Once the line with "Task: point out the hazy" is found in the data, output it and each following line exactly, up to and including the line with "[[544, 1226], [313, 420], [15, 921], [932, 450]]", and nothing before or after.

Natural language region descriptions:
=== Section Start ===
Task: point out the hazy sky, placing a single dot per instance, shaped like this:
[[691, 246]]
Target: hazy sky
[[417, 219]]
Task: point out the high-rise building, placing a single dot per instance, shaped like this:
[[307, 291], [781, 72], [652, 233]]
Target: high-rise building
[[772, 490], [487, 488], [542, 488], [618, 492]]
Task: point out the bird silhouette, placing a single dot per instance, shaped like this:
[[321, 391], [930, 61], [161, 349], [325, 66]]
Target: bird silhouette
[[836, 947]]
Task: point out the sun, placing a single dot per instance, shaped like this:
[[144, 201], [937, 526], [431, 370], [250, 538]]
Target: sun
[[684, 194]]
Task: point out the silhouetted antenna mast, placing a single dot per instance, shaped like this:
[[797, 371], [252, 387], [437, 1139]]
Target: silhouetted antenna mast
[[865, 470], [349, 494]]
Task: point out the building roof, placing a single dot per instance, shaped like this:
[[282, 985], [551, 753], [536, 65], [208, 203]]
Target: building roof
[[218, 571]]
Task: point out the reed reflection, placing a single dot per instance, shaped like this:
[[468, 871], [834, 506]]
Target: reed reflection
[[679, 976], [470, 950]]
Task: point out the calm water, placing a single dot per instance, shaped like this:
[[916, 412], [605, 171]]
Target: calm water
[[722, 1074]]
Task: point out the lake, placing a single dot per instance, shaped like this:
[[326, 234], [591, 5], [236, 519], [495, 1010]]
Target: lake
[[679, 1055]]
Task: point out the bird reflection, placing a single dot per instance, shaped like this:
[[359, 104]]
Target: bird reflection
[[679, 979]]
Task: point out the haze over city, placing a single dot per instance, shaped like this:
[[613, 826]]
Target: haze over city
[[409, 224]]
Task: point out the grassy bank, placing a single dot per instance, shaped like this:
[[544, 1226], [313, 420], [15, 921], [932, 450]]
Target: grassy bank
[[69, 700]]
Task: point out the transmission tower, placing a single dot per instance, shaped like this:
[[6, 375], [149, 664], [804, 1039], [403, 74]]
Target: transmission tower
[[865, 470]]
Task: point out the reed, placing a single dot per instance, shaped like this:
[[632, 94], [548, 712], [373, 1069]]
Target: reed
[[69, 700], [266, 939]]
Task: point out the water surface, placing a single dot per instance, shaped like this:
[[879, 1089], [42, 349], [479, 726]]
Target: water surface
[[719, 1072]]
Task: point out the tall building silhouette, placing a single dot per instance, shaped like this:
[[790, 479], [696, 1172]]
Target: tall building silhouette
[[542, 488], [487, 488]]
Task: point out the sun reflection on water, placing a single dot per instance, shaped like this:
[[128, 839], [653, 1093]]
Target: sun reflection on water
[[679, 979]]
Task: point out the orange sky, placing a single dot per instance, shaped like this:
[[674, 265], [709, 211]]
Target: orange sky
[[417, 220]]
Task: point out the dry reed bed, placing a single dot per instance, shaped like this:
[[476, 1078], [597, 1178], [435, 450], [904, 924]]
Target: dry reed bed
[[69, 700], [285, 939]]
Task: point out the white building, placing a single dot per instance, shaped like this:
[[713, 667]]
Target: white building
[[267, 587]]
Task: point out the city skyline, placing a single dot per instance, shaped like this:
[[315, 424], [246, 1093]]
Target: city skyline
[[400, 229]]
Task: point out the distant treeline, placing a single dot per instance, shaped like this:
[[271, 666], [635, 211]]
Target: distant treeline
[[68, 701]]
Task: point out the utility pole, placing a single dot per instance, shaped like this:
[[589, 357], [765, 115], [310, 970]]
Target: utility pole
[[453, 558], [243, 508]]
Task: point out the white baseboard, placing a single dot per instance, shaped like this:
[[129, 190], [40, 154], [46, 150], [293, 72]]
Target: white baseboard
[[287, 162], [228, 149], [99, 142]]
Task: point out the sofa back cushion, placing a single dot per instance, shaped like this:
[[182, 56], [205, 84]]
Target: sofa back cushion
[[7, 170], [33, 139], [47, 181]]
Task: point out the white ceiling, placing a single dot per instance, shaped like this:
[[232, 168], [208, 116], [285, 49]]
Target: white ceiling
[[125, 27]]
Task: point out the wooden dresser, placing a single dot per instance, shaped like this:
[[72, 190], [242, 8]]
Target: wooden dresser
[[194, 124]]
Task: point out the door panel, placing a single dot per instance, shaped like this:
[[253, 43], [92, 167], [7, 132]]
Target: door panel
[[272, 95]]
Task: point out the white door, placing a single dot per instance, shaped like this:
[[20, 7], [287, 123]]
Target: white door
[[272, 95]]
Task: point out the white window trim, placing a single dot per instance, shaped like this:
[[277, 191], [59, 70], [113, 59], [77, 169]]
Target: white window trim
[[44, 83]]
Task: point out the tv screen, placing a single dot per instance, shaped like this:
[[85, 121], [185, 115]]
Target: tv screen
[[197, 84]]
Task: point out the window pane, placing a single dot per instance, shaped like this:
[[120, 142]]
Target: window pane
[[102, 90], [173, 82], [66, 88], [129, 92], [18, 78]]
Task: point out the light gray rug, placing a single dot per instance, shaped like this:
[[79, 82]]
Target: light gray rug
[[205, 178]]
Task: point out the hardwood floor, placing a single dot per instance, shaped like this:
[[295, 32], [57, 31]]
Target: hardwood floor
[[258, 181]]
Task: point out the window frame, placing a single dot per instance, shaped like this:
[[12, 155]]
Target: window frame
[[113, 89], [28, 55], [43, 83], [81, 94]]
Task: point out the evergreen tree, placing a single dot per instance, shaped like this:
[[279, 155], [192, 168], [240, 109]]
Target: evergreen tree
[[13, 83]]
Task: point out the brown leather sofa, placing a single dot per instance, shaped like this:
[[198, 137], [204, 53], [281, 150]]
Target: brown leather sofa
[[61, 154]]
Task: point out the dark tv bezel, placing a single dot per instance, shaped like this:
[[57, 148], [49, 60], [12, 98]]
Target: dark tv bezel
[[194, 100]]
=== Section End ===
=== Section Start ===
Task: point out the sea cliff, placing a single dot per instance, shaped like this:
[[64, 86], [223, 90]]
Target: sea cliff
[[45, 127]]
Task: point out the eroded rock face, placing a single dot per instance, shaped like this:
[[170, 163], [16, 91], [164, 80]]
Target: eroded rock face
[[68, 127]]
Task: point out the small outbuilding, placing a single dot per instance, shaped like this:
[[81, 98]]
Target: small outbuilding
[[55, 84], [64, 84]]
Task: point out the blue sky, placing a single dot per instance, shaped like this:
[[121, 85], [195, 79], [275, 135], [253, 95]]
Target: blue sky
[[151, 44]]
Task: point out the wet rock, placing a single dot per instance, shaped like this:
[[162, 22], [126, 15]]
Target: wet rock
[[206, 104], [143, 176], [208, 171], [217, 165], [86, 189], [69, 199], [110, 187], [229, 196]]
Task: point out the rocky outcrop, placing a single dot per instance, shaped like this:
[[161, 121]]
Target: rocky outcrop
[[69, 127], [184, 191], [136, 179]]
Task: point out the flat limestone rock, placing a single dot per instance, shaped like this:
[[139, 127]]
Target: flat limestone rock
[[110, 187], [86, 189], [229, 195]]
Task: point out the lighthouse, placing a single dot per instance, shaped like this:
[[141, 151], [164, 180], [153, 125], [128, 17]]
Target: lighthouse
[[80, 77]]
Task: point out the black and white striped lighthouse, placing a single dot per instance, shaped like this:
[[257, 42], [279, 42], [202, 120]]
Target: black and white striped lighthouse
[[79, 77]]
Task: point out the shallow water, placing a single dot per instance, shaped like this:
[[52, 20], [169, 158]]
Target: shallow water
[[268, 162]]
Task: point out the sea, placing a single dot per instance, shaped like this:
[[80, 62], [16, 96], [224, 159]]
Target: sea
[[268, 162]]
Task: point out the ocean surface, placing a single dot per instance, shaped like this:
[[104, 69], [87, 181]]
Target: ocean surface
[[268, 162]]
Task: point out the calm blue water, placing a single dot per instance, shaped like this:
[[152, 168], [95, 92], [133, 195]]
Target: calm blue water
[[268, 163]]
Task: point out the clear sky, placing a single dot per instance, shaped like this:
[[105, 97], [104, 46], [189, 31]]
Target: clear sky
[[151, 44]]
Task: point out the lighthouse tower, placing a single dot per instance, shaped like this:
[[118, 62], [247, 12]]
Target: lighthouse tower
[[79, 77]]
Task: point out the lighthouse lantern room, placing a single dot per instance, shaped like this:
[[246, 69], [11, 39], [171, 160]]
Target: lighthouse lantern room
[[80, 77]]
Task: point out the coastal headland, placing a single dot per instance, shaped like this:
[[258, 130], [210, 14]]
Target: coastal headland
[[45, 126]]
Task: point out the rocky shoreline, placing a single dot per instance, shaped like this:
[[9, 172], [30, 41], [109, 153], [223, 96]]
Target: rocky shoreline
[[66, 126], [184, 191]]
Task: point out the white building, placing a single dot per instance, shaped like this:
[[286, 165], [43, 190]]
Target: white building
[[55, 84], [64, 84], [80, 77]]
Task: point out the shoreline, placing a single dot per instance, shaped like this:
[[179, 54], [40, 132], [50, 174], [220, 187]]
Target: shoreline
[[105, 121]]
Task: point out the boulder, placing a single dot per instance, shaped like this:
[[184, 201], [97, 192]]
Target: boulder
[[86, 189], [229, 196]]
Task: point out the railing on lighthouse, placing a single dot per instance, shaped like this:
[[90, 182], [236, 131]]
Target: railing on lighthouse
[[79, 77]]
=== Section End ===
Response to the exercise:
Task: point out the hazy sky, placing a single dot per instance, shaped like this:
[[691, 246]]
Target: hazy sky
[[417, 219]]
Task: point out the high-rise building, placing a single dot per instance, shaped like this:
[[307, 291], [781, 72], [652, 233]]
Target: high-rise building
[[772, 490], [487, 488], [542, 488], [618, 492]]
Task: point out the bird silhouette, placing a single dot per instance, shaped like this:
[[321, 391], [930, 61], [161, 349], [325, 66]]
Target: bird silhouette
[[836, 947]]
Task: point out the sun, placing a single dot per instance, shaped like this:
[[144, 201], [937, 526], [431, 370], [250, 538]]
Target: sun
[[684, 194]]
Task: point out the silhouetted antenna mast, placing a single dot per instance, shaped like this:
[[797, 371], [252, 387], [437, 1139]]
Target: silhouetted antenna mast
[[865, 470], [349, 494]]
Task: point out the building roof, placing a single dot per instance, shaped like this:
[[282, 985], [551, 753], [536, 65], [208, 203]]
Target: building roof
[[218, 571]]
Task: point out the reed reflection, placing a single dot per instance, shaped like this:
[[468, 871], [834, 506]]
Target: reed reflection
[[679, 976], [470, 950]]
Task: point out the calm water, placing a single dot per instance, shaped like this:
[[916, 412], [605, 171]]
Target: calm water
[[722, 1074]]
Task: point out the lake, placing a single dot per instance, shaped like this:
[[326, 234], [591, 5], [236, 519], [495, 1010]]
Target: lake
[[679, 1055]]
Task: point out the bird reflection, placing a single dot per instance, shaped like this:
[[359, 104]]
Target: bird reflection
[[679, 979]]
Task: point out the haze over city, placing a single dot per instance, shaped like this:
[[613, 826]]
Target: haze over city
[[409, 224]]
Task: point out the grassy bank, placing a single dot per instance, shaped like this:
[[544, 1226], [313, 420], [15, 921], [932, 450]]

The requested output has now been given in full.